▶ Descrição da tarefa
Extraia dos dados a seguir cada linha que contenha a palavra "tally", reproduzindo-a integralmente.

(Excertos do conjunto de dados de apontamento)
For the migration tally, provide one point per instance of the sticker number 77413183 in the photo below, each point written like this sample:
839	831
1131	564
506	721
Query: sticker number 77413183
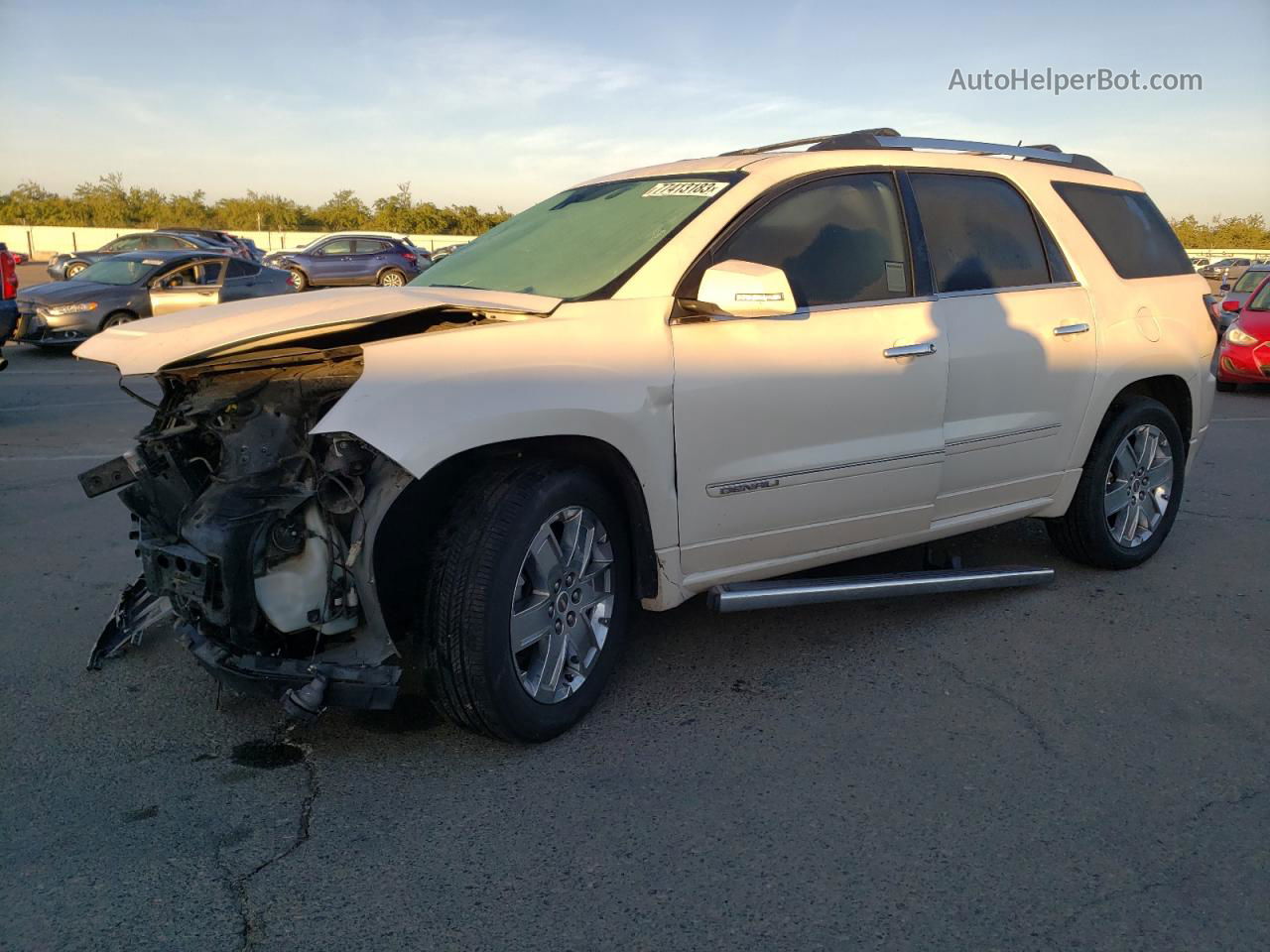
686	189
* * *
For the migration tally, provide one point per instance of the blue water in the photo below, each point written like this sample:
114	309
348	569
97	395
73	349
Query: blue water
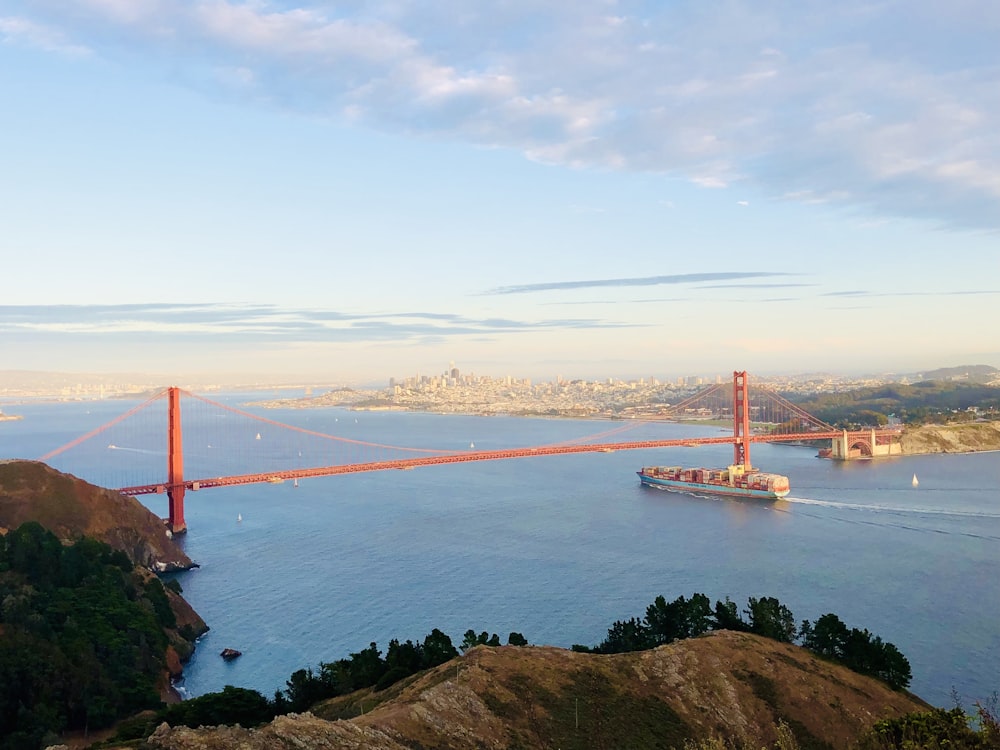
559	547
---
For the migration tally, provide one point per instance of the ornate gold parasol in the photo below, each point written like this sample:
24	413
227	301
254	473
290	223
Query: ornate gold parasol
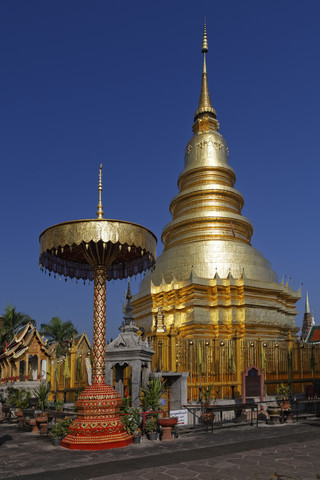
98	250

▶ Resultado da tarefa
For the migration tally, provide one point per instance of the sticker number 77413183 in the photo below, each point written like this sample:
For the migration tally, provide one point per instance of the blue water in the photo below, each point written like this sample:
For the migration tally, provide one point per instance of the ornate gold parasol in the photo below, each point written like this sample:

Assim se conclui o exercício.